**Exercise**:
Reproduce the listing below line for line, with no changes to its wording or punctuation.

**Data excerpts**:
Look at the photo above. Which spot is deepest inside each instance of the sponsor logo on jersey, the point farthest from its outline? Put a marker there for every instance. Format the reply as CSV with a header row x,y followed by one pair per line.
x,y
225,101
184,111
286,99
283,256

**Reply**:
Look at the photo above. Which spot is deepest inside each instance of the sponsor logo on jersey, the point farthest from its outline? Put a marker there for every instance. Format the reply as CSV with a header row x,y followed by one pair per line.
x,y
225,101
184,111
286,99
283,256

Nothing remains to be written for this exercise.